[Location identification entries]
● ● ●
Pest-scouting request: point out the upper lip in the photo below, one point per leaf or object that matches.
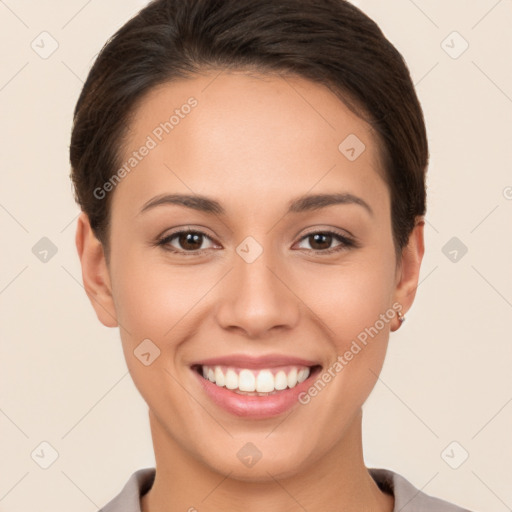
(265, 361)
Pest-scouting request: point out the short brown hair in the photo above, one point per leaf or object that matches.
(330, 42)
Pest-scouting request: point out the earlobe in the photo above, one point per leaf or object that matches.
(95, 273)
(409, 271)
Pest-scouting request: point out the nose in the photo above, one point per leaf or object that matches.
(256, 298)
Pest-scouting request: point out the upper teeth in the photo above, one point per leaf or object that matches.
(262, 381)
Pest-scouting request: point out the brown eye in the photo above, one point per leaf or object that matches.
(184, 241)
(321, 242)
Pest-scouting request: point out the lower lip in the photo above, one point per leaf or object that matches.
(252, 406)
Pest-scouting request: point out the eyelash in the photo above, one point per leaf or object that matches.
(346, 242)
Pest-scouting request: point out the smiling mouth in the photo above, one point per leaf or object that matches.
(256, 382)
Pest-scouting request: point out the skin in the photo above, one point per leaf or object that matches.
(253, 143)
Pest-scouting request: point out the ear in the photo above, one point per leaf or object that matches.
(409, 270)
(95, 273)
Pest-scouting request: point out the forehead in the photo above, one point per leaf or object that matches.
(246, 135)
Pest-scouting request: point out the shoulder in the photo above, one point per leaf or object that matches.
(128, 500)
(407, 497)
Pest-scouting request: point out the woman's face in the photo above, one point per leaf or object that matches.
(311, 285)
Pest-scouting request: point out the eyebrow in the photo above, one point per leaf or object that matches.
(298, 205)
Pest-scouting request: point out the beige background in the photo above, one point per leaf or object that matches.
(447, 376)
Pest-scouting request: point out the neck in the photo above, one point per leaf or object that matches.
(338, 480)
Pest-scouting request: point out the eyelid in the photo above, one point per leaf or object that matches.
(346, 241)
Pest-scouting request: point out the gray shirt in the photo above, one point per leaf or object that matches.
(407, 497)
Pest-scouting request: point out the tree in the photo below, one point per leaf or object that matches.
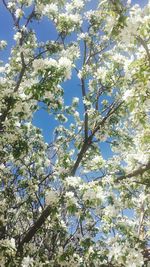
(67, 203)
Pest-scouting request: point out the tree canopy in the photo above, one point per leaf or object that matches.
(67, 202)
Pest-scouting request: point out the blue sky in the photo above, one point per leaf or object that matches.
(45, 31)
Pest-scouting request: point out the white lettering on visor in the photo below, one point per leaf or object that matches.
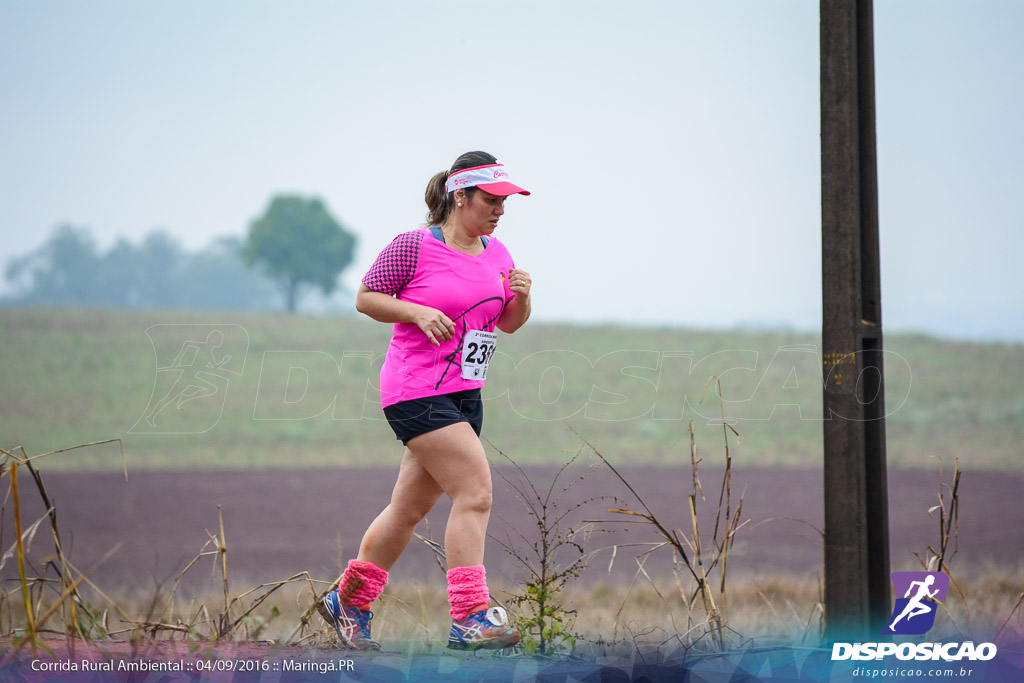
(472, 177)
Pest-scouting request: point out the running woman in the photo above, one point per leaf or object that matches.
(445, 288)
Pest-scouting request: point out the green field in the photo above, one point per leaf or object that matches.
(297, 391)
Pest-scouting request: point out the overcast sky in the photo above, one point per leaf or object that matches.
(672, 147)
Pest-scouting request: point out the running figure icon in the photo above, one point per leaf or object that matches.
(916, 605)
(190, 383)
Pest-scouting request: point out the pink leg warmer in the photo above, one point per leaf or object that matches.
(361, 583)
(467, 589)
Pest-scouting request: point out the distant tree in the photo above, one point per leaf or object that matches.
(298, 244)
(157, 272)
(61, 271)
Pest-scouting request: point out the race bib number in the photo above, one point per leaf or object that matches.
(476, 352)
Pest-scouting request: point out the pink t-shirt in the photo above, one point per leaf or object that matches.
(471, 290)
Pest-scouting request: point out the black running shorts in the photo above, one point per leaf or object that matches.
(419, 416)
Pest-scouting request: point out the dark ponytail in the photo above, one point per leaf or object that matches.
(439, 203)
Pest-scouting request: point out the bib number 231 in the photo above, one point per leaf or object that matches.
(476, 352)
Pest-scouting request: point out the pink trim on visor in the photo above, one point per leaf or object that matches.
(493, 178)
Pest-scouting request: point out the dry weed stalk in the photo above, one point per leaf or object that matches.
(690, 553)
(948, 528)
(545, 623)
(82, 622)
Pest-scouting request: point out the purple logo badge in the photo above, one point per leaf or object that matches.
(914, 611)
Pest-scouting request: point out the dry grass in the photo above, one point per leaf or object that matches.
(664, 615)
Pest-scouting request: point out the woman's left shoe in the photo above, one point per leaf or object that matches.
(486, 629)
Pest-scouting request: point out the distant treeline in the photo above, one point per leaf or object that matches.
(157, 272)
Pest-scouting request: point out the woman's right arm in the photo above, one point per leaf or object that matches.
(385, 308)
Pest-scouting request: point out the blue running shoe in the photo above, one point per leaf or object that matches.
(487, 629)
(351, 624)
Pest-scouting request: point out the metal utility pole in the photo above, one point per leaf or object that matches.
(857, 586)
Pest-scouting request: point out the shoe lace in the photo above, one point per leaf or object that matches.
(363, 619)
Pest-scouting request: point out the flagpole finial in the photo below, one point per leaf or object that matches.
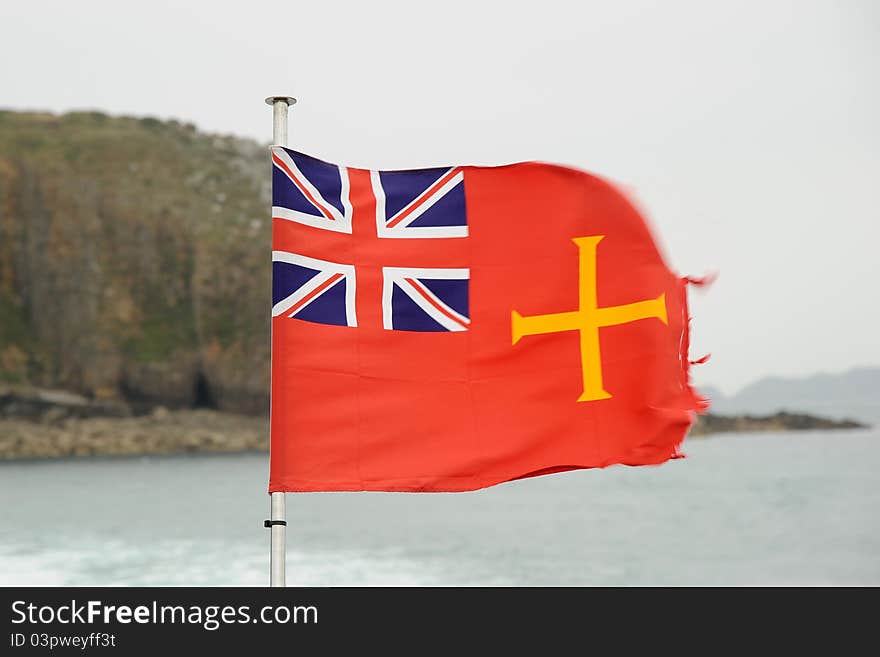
● ● ●
* Problem to work on *
List each line from the items above that contains the string "shirt".

* Answer to this task *
Pest-scouting request: point out the gray shirt in the photo above, one point per leaf or object that matches.
Pest-scouting request: point out the pink t-shirt in the photo above, one point per leaf or object that matches.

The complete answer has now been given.